[Available data]

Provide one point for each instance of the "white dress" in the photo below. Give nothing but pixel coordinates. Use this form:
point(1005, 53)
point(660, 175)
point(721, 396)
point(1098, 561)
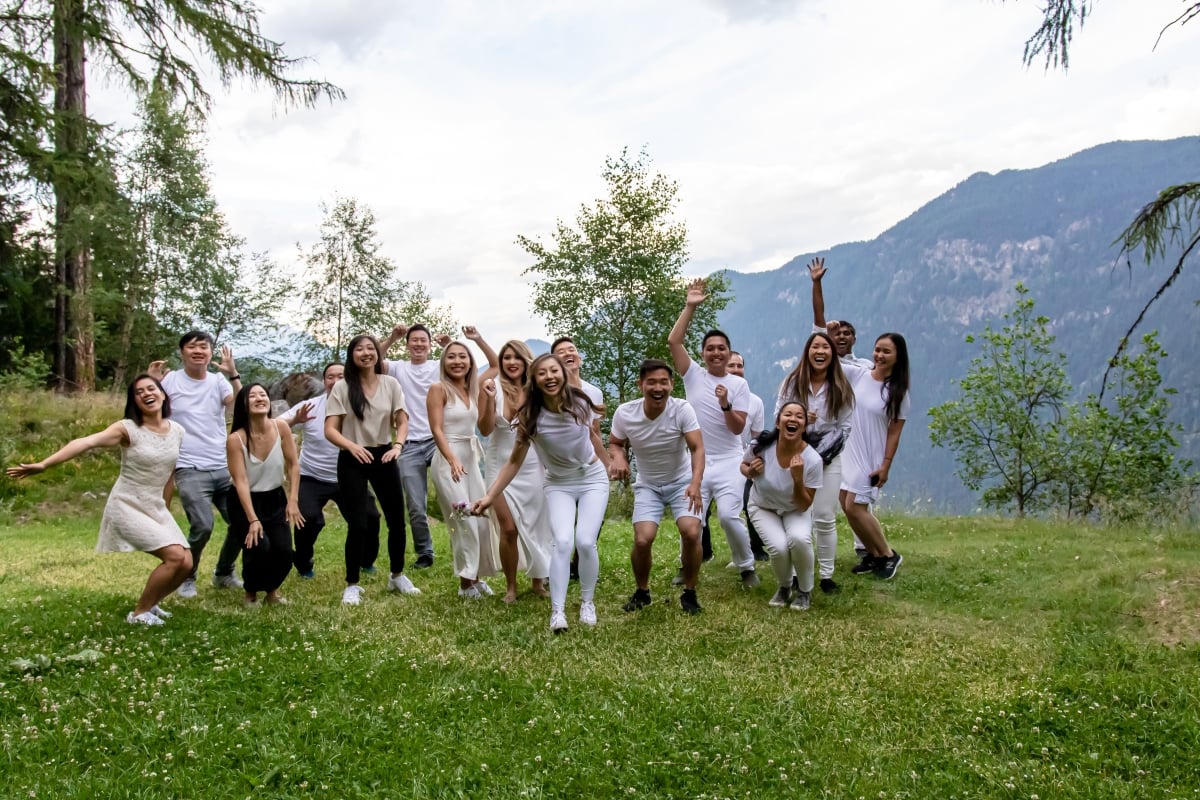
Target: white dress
point(136, 518)
point(525, 495)
point(475, 552)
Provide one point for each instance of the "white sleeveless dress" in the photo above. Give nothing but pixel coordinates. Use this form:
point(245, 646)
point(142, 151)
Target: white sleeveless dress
point(475, 549)
point(136, 518)
point(525, 495)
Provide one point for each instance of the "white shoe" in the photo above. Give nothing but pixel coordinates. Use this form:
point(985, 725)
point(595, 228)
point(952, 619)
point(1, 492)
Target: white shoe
point(402, 584)
point(226, 581)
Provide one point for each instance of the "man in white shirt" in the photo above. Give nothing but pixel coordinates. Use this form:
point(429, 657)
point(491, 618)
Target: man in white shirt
point(721, 402)
point(840, 331)
point(318, 480)
point(667, 446)
point(415, 377)
point(198, 402)
point(756, 422)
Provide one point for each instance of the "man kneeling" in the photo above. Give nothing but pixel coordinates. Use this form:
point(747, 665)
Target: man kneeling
point(664, 434)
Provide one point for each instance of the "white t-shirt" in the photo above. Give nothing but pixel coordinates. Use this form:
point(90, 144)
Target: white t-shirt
point(199, 407)
point(318, 456)
point(869, 432)
point(659, 446)
point(700, 388)
point(563, 444)
point(773, 488)
point(415, 379)
point(756, 419)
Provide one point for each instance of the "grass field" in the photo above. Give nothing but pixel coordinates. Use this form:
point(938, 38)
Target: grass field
point(1007, 660)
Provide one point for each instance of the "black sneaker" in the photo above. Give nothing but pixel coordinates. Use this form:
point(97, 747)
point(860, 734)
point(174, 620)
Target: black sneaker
point(637, 601)
point(867, 565)
point(886, 569)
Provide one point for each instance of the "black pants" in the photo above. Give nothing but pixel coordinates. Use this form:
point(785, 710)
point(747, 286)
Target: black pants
point(315, 495)
point(353, 477)
point(706, 536)
point(267, 564)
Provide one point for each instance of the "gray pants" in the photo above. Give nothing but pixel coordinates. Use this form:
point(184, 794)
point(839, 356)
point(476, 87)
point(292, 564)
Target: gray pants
point(414, 476)
point(199, 489)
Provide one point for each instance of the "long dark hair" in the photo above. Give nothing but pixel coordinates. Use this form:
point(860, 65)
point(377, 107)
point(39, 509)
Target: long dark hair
point(895, 385)
point(767, 438)
point(131, 404)
point(574, 401)
point(839, 392)
point(241, 409)
point(352, 377)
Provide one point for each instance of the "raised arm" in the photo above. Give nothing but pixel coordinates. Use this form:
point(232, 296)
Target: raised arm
point(678, 335)
point(109, 437)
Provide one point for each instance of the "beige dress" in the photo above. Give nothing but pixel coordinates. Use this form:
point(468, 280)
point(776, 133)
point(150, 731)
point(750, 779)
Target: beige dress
point(136, 518)
point(475, 549)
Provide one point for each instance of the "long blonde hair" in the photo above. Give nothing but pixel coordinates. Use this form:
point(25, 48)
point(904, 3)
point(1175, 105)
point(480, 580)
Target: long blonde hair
point(450, 388)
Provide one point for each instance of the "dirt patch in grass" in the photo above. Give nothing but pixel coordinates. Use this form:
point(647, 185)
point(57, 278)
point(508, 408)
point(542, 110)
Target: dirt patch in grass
point(1173, 618)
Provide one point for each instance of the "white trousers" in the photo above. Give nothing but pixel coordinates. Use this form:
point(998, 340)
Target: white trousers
point(725, 483)
point(787, 539)
point(576, 505)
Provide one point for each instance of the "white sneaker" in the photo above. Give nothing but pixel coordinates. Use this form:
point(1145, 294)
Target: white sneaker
point(402, 584)
point(226, 581)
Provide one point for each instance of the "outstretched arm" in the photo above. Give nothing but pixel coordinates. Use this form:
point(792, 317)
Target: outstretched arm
point(816, 271)
point(109, 437)
point(678, 335)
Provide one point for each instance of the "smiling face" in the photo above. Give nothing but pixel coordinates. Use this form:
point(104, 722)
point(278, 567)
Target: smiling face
point(148, 396)
point(819, 354)
point(657, 386)
point(456, 362)
point(791, 421)
point(513, 366)
point(365, 355)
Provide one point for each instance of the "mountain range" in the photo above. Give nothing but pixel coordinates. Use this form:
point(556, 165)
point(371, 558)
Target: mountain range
point(952, 268)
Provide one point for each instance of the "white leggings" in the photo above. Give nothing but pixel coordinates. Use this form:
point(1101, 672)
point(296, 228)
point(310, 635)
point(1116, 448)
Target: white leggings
point(825, 517)
point(576, 505)
point(787, 539)
point(725, 485)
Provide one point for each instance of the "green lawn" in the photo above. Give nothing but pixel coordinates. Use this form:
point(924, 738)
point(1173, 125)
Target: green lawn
point(1007, 660)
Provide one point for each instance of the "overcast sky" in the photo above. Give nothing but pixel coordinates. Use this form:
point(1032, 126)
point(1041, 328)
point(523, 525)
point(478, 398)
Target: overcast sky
point(790, 125)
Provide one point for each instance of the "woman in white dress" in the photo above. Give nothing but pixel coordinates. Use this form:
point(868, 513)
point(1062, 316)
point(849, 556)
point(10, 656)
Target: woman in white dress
point(136, 516)
point(520, 511)
point(453, 408)
point(556, 419)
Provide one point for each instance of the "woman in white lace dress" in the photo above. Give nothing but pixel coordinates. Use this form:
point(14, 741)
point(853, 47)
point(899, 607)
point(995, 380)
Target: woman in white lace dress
point(520, 513)
point(136, 516)
point(454, 410)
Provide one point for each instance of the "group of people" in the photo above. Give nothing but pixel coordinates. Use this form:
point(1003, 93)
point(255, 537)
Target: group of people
point(535, 493)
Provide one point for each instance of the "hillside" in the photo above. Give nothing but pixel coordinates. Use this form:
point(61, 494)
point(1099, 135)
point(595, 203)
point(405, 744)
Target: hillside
point(951, 268)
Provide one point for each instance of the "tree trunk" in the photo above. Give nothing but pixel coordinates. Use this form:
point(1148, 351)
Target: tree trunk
point(75, 348)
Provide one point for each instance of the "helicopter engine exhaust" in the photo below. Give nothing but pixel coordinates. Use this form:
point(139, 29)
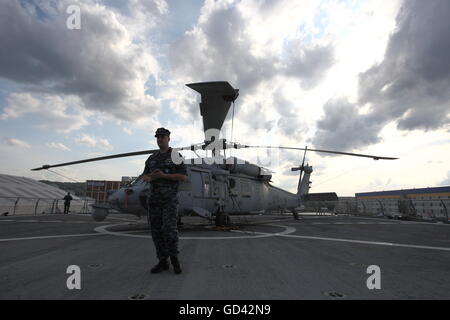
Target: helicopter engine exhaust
point(99, 213)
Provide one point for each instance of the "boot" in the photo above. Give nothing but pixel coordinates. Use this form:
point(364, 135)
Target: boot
point(175, 264)
point(161, 266)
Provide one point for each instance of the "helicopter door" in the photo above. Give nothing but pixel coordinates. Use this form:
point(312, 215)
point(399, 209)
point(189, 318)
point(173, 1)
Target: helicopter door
point(201, 190)
point(208, 191)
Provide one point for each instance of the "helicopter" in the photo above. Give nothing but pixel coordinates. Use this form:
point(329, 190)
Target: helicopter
point(217, 187)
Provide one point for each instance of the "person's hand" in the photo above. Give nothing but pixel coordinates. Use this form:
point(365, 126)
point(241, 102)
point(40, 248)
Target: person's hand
point(157, 174)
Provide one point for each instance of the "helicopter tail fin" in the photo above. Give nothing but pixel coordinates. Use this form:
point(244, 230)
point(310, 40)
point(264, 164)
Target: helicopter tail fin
point(304, 182)
point(216, 101)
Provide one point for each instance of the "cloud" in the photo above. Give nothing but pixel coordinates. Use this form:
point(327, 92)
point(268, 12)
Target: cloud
point(54, 112)
point(57, 145)
point(127, 131)
point(411, 84)
point(12, 142)
point(251, 46)
point(90, 141)
point(344, 128)
point(106, 64)
point(446, 181)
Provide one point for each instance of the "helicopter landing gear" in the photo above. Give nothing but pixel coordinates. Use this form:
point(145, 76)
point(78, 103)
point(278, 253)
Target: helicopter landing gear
point(222, 219)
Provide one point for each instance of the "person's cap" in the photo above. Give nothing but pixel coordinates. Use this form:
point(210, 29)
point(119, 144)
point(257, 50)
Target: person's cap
point(162, 132)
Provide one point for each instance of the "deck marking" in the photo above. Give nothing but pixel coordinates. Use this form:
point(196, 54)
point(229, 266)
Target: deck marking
point(367, 242)
point(254, 235)
point(52, 237)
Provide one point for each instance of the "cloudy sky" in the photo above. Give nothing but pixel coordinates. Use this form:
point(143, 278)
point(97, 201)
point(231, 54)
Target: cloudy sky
point(363, 76)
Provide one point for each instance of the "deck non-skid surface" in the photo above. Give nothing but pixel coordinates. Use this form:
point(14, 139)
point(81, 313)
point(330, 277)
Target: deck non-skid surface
point(267, 257)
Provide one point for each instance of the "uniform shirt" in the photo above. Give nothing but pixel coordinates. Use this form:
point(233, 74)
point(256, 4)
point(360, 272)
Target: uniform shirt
point(67, 199)
point(163, 162)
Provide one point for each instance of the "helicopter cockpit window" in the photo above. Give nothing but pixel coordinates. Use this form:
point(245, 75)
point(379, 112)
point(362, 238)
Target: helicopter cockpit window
point(246, 189)
point(206, 184)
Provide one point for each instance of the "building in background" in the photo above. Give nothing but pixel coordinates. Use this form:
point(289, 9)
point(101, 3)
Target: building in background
point(100, 189)
point(425, 203)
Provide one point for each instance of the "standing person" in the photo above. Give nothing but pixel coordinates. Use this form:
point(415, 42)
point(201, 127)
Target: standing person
point(164, 176)
point(67, 200)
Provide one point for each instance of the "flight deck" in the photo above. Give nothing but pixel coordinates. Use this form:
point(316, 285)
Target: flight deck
point(260, 257)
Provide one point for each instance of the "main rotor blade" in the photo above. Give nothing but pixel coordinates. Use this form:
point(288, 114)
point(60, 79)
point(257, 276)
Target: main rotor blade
point(121, 155)
point(326, 151)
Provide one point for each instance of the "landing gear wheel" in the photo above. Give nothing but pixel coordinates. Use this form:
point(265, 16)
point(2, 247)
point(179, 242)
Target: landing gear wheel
point(222, 220)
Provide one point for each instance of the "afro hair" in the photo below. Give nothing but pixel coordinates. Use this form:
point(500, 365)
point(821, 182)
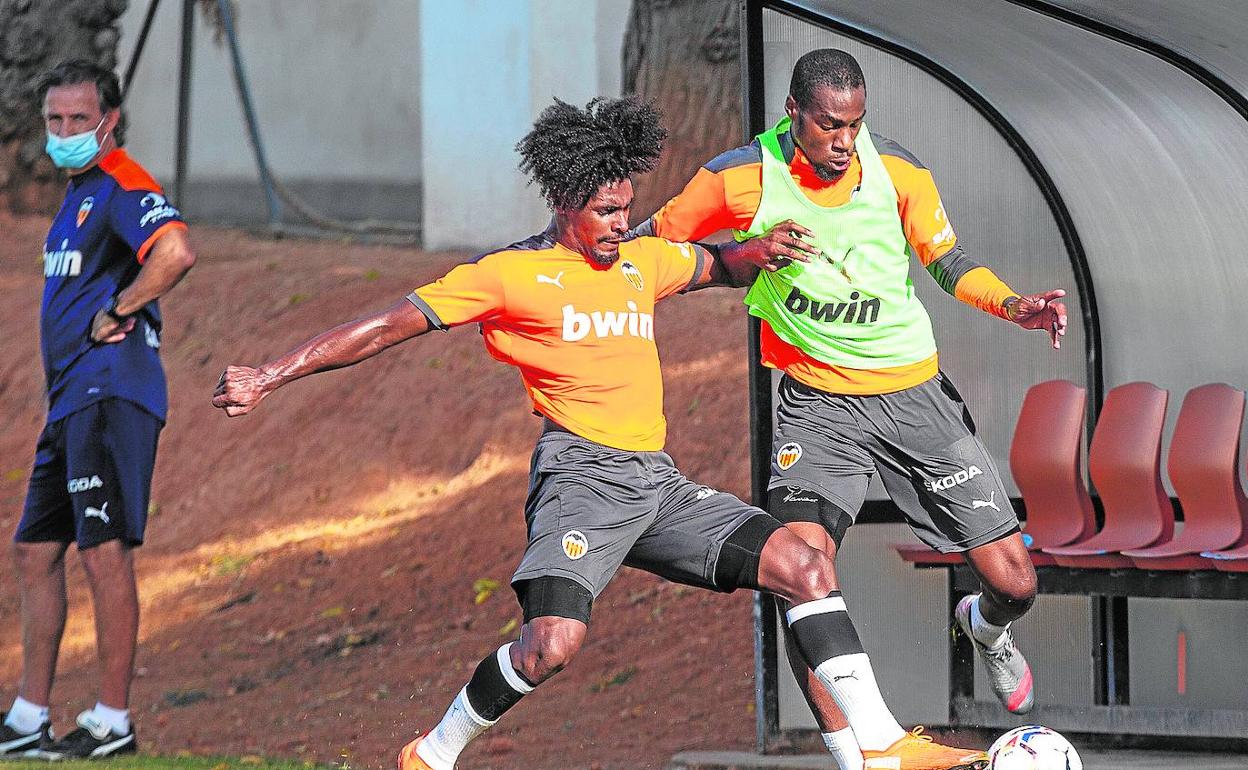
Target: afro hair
point(572, 152)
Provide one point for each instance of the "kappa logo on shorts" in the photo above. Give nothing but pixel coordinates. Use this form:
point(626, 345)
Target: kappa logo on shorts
point(789, 454)
point(574, 544)
point(952, 479)
point(82, 484)
point(633, 275)
point(989, 503)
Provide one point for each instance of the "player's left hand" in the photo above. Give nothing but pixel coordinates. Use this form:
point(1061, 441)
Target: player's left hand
point(107, 330)
point(1042, 312)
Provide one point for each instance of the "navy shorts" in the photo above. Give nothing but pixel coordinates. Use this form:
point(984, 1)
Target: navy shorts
point(92, 477)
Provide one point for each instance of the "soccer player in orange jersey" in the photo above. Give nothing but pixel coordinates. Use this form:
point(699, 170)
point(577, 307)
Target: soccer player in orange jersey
point(573, 310)
point(862, 394)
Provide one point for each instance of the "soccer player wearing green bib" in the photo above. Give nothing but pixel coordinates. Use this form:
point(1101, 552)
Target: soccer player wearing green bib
point(838, 210)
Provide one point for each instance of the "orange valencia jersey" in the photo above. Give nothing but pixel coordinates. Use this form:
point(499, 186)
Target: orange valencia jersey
point(725, 194)
point(580, 333)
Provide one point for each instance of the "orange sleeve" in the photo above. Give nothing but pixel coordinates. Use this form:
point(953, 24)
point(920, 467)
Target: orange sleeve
point(922, 214)
point(723, 195)
point(675, 265)
point(141, 255)
point(980, 287)
point(468, 293)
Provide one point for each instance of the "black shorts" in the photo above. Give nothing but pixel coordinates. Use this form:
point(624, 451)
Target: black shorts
point(92, 477)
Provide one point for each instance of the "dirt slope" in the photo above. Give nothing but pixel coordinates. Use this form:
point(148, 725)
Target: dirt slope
point(308, 579)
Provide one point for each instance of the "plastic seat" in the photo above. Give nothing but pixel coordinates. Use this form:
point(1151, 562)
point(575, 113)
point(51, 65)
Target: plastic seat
point(1046, 459)
point(1203, 466)
point(1125, 463)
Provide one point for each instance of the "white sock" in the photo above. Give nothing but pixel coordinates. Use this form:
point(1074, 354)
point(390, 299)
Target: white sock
point(441, 748)
point(851, 682)
point(116, 719)
point(25, 716)
point(987, 634)
point(844, 749)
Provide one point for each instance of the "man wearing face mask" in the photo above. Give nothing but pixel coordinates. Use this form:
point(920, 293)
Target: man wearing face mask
point(115, 246)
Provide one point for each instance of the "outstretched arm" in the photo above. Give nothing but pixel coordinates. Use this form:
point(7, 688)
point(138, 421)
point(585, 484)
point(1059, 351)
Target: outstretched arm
point(241, 388)
point(738, 263)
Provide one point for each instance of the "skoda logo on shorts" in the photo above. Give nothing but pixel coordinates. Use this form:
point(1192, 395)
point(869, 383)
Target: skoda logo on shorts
point(788, 456)
point(632, 275)
point(574, 544)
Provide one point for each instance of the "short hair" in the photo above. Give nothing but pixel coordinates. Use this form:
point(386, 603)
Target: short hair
point(572, 152)
point(820, 68)
point(80, 70)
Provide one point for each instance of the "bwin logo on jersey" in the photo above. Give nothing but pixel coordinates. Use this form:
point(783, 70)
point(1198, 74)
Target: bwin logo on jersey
point(82, 484)
point(160, 209)
point(954, 479)
point(633, 275)
point(64, 262)
point(607, 323)
point(866, 311)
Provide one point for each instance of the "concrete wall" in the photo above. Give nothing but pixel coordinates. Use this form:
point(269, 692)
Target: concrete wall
point(361, 101)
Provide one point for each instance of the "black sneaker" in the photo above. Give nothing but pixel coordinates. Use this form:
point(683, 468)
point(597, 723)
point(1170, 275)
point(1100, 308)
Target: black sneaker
point(90, 740)
point(14, 743)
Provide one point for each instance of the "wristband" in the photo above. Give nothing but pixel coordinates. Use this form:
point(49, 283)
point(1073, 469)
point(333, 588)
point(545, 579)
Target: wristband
point(1009, 303)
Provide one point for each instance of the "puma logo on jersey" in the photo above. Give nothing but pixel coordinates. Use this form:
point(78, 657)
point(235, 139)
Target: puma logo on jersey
point(954, 479)
point(854, 311)
point(989, 503)
point(160, 209)
point(63, 262)
point(607, 323)
point(554, 281)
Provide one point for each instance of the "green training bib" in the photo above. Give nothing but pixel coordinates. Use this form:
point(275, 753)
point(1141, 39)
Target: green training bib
point(854, 306)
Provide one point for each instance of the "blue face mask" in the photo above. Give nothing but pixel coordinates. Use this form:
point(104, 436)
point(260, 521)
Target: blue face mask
point(74, 151)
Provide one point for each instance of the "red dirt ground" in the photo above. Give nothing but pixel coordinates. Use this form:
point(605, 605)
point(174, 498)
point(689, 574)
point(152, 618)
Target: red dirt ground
point(308, 579)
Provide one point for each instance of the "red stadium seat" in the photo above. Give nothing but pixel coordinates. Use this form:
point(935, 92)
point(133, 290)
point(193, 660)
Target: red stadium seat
point(1125, 463)
point(1045, 458)
point(1204, 468)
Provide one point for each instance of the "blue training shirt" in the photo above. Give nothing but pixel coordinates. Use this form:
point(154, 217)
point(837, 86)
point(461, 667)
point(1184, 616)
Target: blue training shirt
point(111, 216)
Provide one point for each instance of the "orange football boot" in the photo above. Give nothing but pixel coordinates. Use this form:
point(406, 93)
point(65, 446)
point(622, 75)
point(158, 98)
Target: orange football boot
point(919, 751)
point(409, 760)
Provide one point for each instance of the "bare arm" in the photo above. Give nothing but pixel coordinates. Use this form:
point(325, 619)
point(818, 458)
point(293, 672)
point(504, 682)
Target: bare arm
point(167, 262)
point(734, 263)
point(242, 388)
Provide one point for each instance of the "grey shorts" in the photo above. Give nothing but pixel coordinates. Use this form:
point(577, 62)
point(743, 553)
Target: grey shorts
point(921, 441)
point(593, 508)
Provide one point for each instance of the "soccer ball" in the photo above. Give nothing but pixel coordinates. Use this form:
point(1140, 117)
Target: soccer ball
point(1033, 748)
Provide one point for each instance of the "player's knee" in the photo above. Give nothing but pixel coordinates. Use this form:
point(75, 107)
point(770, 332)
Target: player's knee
point(547, 647)
point(38, 559)
point(811, 574)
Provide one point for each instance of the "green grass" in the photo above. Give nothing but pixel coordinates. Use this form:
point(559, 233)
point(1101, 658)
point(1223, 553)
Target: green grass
point(162, 763)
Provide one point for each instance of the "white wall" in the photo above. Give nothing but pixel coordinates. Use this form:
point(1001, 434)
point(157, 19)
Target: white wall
point(489, 68)
point(380, 107)
point(335, 84)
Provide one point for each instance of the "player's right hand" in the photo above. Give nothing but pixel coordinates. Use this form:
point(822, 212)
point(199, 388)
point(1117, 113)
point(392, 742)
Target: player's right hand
point(781, 246)
point(240, 389)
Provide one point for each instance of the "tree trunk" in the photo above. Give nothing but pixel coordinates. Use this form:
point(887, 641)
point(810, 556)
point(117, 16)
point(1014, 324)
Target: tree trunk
point(684, 55)
point(36, 35)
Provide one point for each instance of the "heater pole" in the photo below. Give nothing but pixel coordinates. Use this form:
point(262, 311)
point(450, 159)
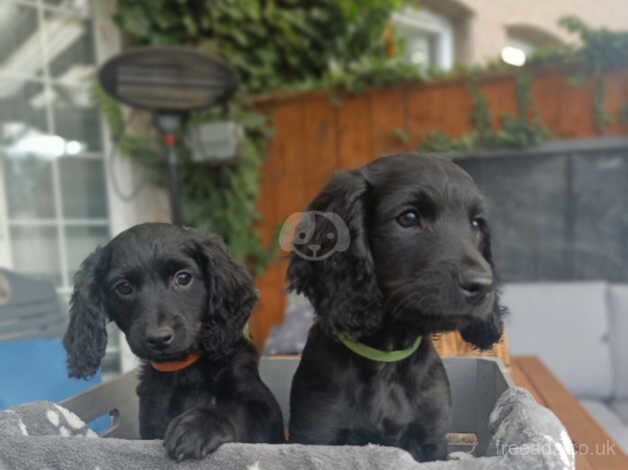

[/Available data]

_Prompt_. If the word "below" is on a line above, return that line.

_Answer to the exercise_.
Provide one point for each instance of the "white dress" in the photo below. Give nothing but pixel coordinates. Use this form:
Provide one point for each instance of the "helicopter engine exhaust" in the photo below. Give nothing but pixel coordinates. Use this form:
Provide one point for each instance of the "afro hair" in the photo below. Give nothing but pixel coordinates. Use this form:
Provide one point for each instance of the "heater pole" in the photo below. Give nothing but pixel coordinates. Use this form:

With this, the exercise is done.